*** Dataset Section Begins ***
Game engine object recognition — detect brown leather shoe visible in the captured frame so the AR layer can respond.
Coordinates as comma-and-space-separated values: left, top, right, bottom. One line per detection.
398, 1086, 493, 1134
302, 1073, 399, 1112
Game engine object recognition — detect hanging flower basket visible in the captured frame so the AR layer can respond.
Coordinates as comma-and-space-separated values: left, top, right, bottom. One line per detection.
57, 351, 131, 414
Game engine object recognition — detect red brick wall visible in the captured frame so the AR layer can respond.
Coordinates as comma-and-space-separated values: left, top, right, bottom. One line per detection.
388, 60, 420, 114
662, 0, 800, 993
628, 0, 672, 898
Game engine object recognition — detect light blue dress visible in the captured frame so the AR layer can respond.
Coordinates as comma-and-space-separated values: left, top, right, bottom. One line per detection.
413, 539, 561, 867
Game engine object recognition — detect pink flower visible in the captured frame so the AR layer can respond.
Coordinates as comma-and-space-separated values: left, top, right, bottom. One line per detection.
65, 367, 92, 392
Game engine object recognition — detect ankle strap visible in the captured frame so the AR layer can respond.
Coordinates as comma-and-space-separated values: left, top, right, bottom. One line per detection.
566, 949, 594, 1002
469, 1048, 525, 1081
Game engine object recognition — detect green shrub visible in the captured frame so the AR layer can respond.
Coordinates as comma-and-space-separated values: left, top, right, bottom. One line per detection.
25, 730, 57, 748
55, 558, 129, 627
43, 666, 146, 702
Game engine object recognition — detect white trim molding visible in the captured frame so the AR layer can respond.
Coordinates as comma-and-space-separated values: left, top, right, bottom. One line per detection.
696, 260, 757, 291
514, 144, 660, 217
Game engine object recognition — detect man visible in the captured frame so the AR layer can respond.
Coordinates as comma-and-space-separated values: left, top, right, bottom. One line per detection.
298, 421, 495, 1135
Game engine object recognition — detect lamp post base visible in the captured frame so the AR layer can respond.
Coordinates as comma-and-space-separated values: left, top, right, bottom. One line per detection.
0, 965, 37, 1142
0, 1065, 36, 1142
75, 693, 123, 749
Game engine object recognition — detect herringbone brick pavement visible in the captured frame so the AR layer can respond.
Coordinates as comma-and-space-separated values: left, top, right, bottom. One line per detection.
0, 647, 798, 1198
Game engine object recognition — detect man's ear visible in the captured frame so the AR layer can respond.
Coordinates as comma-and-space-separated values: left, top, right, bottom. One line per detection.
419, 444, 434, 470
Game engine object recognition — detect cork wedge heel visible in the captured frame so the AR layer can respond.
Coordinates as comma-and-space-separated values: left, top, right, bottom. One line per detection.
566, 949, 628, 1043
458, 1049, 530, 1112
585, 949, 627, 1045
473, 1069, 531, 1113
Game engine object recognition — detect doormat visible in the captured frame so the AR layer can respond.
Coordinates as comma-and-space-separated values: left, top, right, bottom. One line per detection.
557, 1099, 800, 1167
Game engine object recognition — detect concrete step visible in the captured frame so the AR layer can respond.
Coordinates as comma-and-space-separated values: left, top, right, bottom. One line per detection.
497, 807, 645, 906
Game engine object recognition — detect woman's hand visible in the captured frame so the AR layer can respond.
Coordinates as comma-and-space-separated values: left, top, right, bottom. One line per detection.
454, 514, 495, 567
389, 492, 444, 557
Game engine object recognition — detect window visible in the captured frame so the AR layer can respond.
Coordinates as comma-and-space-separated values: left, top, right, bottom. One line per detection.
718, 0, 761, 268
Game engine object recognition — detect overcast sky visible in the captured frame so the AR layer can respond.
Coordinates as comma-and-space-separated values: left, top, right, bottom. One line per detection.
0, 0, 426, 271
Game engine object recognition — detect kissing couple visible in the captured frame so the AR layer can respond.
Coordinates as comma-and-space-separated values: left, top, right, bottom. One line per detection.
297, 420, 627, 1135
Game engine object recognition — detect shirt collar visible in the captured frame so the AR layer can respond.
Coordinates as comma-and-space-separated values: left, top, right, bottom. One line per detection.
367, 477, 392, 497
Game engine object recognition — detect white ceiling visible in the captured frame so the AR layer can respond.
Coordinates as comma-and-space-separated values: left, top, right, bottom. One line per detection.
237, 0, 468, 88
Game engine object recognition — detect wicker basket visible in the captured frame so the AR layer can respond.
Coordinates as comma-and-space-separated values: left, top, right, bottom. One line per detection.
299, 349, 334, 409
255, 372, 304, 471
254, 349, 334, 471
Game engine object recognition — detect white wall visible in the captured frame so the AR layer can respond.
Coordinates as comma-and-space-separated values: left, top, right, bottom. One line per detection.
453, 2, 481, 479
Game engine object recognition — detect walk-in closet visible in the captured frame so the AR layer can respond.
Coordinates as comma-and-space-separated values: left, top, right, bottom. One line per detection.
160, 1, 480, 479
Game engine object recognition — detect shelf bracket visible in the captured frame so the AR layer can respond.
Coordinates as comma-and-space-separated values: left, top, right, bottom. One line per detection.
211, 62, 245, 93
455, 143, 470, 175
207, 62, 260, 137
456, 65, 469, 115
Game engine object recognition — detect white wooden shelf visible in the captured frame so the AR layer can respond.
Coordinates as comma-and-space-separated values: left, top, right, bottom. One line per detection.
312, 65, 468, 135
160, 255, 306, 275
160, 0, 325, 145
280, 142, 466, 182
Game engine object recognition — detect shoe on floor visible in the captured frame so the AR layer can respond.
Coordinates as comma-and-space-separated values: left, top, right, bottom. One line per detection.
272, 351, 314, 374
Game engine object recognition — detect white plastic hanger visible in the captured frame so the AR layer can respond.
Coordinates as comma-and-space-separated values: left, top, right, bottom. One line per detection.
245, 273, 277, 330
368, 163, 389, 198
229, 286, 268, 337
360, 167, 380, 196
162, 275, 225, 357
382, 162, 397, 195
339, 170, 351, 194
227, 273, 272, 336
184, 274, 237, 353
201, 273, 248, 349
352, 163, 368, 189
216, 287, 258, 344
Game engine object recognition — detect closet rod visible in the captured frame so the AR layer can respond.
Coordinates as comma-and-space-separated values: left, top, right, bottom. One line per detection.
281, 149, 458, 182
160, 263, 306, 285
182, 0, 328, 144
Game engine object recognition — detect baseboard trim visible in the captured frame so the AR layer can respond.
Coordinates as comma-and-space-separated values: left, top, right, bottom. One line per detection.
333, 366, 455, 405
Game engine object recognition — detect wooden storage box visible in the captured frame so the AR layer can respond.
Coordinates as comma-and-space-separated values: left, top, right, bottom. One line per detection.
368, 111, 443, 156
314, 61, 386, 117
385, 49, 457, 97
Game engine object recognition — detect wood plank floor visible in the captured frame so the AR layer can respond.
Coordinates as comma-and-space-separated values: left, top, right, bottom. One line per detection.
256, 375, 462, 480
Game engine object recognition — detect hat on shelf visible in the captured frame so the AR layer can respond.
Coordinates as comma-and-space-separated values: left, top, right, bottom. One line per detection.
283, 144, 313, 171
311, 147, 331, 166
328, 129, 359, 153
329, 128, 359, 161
*** Dataset Section Ends ***
Task description | Write out all of the records once more, exactly.

Response to the exercise |
Game engine object recognition — detect brown leather shoe visible in the captured frame so the AR layer can respond.
Coordinates as comma-and-space-separated values: left, top, right, bottom. One line per detection.
398, 1086, 493, 1134
302, 1073, 399, 1112
Game engine object recognition — detect hanging flower basket visible in the captured frame so the AR layer can respond.
Coordinates as comma-and-space-separated values: left, top, right, bottom. One line per detection.
57, 351, 131, 414
Game engine object recognition — detect red brick wall visible in the captured frame so the AR layer can respond.
Coordinates as comma-and-space-separated values: left, top, right, bottom. One line per detection.
388, 60, 420, 114
662, 0, 800, 993
628, 0, 672, 898
Game engine object recognition — detect light blue dress visible in the captured frame so the AR layer can respond.
Coordinates as comma-and-space-separated values: left, top, right, bottom. One line per detection.
413, 539, 561, 867
Game engine object recognition — detect pink flower visible in the captured frame so the AR layer can respond.
Coordinates as comma-and-space-separated values: left, top, right, bottom. One line per detection.
65, 367, 92, 392
Game engine object recognition — detect ankle strap visible in the captured frame so the AR layer can respond.
Coordinates as comma-and-space-separated values: left, top, right, bottom. One line per detection.
566, 949, 594, 1002
469, 1048, 525, 1081
Game engine object recognition — detect green shrub visible in the captured frame so the AR layer can respond.
Coordinates as comma-and-space-separated values: left, top, right, bottom. One line per detection.
25, 730, 57, 748
55, 558, 129, 627
43, 666, 146, 702
Game engine object recognition — detect white trim molding visible in the captured frame so the AR layer can respond.
Coordinates as comma-and-space-separated values: left, top, right, bottom. One line per detection.
696, 260, 757, 291
514, 144, 660, 217
Game engine object recognition — detect man visible in the captured frame so the AR layer can respond.
Coordinates as comma-and-space-separated values: left, top, right, bottom. One line per detection.
298, 421, 495, 1135
Game engine object recognition — detect lamp post base visible in the captured frame so the AR layer can respond.
Coordinates as comma-and-space-separated values: left, top, right, bottom. One line per detection.
0, 965, 37, 1142
0, 1065, 36, 1142
75, 693, 123, 749
Game engine object recognition — detect herringbone brick pavement visible in the captured frame so the AR layer can respond.
Coordinates as comma-and-space-separated values: left, top, right, bottom. One line per detection.
0, 647, 798, 1198
Game engine object recognition — detect man's ear visible in the captured frame so the AR layer can respond.
Coordinates as comma-and-space-separated values: left, top, right, bottom. One line per detection.
419, 444, 434, 470
Game engine object recognition — detect cork wedge heel visible in the captured frame so the AR layer can respond.
Coordinates as comma-and-space-separated values: left, top, right, bottom. One line per detection.
566, 949, 628, 1043
458, 1049, 530, 1112
585, 949, 627, 1045
473, 1069, 531, 1113
Game engine object recognition — detect doormat visible in the captured frame so the AR layer can respond.
Coordinates as comma-and-space-separated values: left, top, right, bottom. One line per detection.
557, 1099, 800, 1167
Game engine object recognition — detect concrete step visible in the captured frame so the AR layer can respond.
Coordinates as comma-and-space-separated values: left, top, right, bottom. One line per detection.
497, 807, 645, 906
Game engine object recognition — detect woman's hand visible in the captured frame so the AR layer can respond.
Coordinates as comma-and-space-separated values: left, top, right, bottom. One line per detection.
454, 514, 495, 567
389, 492, 444, 557
Game engine object recognition — detect window visible in the captured frame so the AR layer can respond.
Coordinates as comma-and-space-separated values: left, top, right, bottom. One line per detection.
718, 0, 761, 268
Game engine object recognition — detect overcast sky visible in the captured frame so the AR layer can respond.
Coordinates as comma-and-space-separated values: left, top, right, bottom. One line per detection.
0, 0, 426, 271
Game engine object recognition — detect kissing couple visible in the captured frame so the AR layer can respond.
Coordinates as comma-and-space-separated values: left, top, right, bottom. One line per detection.
297, 420, 627, 1135
Game engine object recognition — detect shirt collar visible in the captured frame so the AR layer can respond.
Coordinates as comma-and-space-separated values: left, top, right, bottom. One line per detection.
367, 477, 392, 497
Game engine object recognition — detect white ceiling visible in the captured frame so the AR layer can respond.
Coordinates as comma-and-space-separated values: left, top, right, bottom. One line per detection.
237, 0, 468, 88
Game engine object recognition — detect wicker basket visible in the captured frame so the AR layer can respond.
Coordinates as comma-and-space-separated values: left, top, right, bottom. One line per detection.
299, 349, 334, 409
255, 372, 304, 471
254, 349, 334, 471
Game engine object recognition — detect white wall visible in the captured frame so the AR layer can respond.
Coordinates as comma-and-space-separated values: left, top, right, bottom. One line per detection.
453, 2, 481, 479
Game engine object recognition — detect walk-in closet visible in the captured frame so the AR layer can respond.
Coordinates as comma-and-space-separated values: left, top, right, bottom. One line per detection.
160, 1, 480, 479
Game engine object recognition — detect shelf bracket visible in the captured frame so the AR layer can respond.
Coordinates as comma-and-space-separated values: left, top, right, bottom. One line per detection.
211, 62, 245, 93
455, 143, 470, 175
207, 62, 260, 137
456, 65, 469, 115
Game engine object recognition — detect white wooden shelf visible in the captured frame so the AR layer can respond.
Coordinates as comma-and-space-separated values: left, top, right, bottom. One line per detection.
312, 65, 468, 135
160, 255, 306, 275
160, 0, 325, 145
280, 142, 466, 182
Game engine object recognition — detect shoe on floor visible in the captured frame so the AR layer can respond.
Coordinates as comma-and-space-separated values: left, top, right, bottom. One line per detection.
272, 351, 314, 374
Game engine object recognition — detect white plastic hanger visible in the captured frame so the AR layer can respond.
Coordinates as comma-and-space-separated values: left, top, right, bottom. One line per detection.
245, 273, 277, 330
368, 163, 389, 198
229, 286, 268, 337
360, 167, 380, 196
162, 275, 225, 357
382, 162, 397, 195
339, 170, 351, 194
227, 273, 272, 336
184, 274, 237, 353
201, 273, 248, 349
352, 163, 368, 189
216, 287, 258, 344
Game engine object recognition — detect closet rod visible in the captured frame so the AR layer can respond.
Coordinates as comma-and-space-separated values: left, top, right, bottom. One line per detection.
281, 149, 458, 182
160, 263, 306, 285
182, 0, 328, 144
Game engine object recognition — detect baseboard trim visible in the captured frame so the AR layer can respond.
Coordinates as comma-and-space-separated values: left, top, right, bottom. One line per detection.
333, 366, 455, 405
Game engine object recognition — detect wooden storage box visible in the captured frame so the AR layer can respond.
Coordinates as comma-and-space-separated values: left, top, right, bottom. One line per detection.
368, 111, 443, 156
314, 61, 386, 117
385, 49, 457, 97
Game engine object recognition — detect wood plank floor visible in the captured frame so the AR layer can respond.
Coordinates as comma-and-space-separated values: left, top, right, bottom. One line per detection.
256, 375, 462, 480
Game engine object recognition — detect hat on shelf visible in the captured frame so the AR layer can respond.
Coordinates as comma-and-space-separated values: left, top, right, bottom. One line per detection.
283, 144, 313, 171
311, 147, 331, 166
328, 129, 359, 153
329, 128, 359, 161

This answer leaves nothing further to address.